■ Point labels for objects ■
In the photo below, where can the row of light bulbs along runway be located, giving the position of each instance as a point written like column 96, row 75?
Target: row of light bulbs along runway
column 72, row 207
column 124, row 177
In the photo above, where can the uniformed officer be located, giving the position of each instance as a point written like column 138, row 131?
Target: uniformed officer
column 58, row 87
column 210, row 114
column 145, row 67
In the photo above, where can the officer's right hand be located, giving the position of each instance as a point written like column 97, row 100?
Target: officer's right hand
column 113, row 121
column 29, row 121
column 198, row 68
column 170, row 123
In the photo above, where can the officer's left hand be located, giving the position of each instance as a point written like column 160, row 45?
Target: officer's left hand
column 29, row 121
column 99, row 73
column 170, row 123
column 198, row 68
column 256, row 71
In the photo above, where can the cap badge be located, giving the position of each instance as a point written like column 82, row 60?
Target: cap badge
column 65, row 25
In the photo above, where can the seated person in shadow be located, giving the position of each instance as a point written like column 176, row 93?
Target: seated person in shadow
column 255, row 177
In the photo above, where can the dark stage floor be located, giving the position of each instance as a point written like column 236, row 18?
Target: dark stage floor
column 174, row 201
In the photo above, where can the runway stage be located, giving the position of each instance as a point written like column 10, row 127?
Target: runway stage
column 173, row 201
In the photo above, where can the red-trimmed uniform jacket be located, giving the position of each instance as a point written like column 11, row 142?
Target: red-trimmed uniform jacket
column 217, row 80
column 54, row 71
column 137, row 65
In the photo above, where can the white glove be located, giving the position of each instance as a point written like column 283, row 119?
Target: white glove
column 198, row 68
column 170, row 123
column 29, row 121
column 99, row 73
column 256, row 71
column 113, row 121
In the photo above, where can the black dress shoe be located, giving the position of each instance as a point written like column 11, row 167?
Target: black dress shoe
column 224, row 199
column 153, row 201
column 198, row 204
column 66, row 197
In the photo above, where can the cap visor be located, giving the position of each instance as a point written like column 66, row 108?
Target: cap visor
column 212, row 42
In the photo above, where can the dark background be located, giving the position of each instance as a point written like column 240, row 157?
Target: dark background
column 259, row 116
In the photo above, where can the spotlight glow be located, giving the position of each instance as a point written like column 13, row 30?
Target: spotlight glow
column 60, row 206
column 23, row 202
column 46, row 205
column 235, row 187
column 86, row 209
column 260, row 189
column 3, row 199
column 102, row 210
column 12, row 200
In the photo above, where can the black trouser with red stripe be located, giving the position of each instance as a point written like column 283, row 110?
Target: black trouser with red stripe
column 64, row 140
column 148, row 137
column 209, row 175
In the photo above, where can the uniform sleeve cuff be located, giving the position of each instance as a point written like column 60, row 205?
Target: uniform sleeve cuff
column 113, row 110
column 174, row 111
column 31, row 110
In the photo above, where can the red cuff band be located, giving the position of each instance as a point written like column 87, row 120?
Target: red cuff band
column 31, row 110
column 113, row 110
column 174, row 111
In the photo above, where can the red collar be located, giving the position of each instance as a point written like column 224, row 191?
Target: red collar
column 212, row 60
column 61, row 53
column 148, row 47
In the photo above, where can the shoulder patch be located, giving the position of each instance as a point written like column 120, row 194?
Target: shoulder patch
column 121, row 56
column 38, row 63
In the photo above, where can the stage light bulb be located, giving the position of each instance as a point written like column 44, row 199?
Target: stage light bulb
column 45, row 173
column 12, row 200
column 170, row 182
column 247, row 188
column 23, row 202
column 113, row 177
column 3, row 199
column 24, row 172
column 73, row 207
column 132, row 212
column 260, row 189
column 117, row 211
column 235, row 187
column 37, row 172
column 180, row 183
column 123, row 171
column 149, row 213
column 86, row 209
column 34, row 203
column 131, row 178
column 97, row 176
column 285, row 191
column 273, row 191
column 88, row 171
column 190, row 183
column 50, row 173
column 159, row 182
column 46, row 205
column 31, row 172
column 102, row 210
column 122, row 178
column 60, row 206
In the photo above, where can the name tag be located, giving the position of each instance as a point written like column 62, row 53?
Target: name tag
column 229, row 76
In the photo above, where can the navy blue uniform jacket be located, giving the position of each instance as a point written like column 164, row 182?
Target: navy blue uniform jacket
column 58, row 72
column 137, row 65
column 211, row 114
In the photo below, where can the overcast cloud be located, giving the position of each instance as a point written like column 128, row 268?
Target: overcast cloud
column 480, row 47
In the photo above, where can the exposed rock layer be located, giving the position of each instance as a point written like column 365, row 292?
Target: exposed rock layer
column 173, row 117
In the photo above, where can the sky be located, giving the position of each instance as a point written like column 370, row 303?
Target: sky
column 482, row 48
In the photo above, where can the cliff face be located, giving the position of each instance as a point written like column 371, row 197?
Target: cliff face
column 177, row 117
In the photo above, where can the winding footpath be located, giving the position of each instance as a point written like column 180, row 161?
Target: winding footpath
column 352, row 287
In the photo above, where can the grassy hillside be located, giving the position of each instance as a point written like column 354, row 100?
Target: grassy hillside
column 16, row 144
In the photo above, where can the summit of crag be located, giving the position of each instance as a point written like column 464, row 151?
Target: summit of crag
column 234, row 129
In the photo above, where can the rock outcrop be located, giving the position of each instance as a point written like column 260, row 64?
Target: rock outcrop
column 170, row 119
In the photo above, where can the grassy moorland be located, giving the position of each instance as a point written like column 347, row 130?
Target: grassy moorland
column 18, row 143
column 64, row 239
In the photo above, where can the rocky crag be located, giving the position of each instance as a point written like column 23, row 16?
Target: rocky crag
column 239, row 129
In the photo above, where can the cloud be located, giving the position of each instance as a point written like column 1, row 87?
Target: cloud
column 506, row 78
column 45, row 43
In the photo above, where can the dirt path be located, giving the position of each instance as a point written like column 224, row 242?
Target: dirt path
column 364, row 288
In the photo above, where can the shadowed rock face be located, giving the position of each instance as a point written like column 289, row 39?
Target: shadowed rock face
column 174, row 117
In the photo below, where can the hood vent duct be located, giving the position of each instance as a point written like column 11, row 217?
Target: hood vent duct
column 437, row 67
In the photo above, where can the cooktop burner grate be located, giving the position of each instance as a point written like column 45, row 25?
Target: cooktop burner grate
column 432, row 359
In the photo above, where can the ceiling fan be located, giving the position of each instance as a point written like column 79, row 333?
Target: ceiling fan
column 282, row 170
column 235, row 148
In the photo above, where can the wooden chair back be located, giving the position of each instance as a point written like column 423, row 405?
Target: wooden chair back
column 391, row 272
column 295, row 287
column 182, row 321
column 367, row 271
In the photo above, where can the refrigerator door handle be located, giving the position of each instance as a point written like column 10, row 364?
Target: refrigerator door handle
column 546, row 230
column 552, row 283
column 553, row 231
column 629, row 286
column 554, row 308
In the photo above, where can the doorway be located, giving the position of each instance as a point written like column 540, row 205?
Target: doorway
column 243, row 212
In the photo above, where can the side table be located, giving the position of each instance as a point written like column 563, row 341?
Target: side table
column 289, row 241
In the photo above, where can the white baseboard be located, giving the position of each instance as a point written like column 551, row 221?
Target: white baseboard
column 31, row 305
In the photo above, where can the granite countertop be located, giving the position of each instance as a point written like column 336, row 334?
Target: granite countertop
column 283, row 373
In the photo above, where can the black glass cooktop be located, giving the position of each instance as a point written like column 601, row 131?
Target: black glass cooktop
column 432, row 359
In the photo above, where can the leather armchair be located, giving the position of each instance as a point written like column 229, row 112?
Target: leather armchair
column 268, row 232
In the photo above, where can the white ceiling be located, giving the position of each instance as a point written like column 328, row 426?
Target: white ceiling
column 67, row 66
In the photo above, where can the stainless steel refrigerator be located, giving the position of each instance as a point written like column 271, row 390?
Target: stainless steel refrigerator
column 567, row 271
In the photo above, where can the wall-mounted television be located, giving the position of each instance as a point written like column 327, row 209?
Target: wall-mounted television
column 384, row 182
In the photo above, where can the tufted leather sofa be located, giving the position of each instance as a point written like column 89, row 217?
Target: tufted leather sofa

■ WHAT IS EXPECTED ■
Reproduce word for word the lines from the one containing "In the photo above, where can the summit" through the one containing "column 45, row 43", including both of those lines.

■ EXERCISE SOLUTION ■
In the photo above, where can the summit of crag be located, giving the position of each instance as a point written like column 464, row 151?
Target: summit of crag
column 234, row 129
In the photo above, where can the rock outcrop be located, giving the position of each instance as a point written like column 260, row 64?
Target: rock outcrop
column 170, row 119
In the photo above, where can the grassy moorland be located, giving the position of each instance as a point written like column 347, row 130?
Target: grassy moorland
column 18, row 143
column 64, row 239
In the photo above, where can the rocky crag be located, giving the position of each instance as a point written like column 23, row 16?
Target: rocky crag
column 239, row 129
In the photo above, where can the cloud be located, giving the position of each instance as a point written like column 1, row 87?
Target: cloud
column 506, row 78
column 45, row 43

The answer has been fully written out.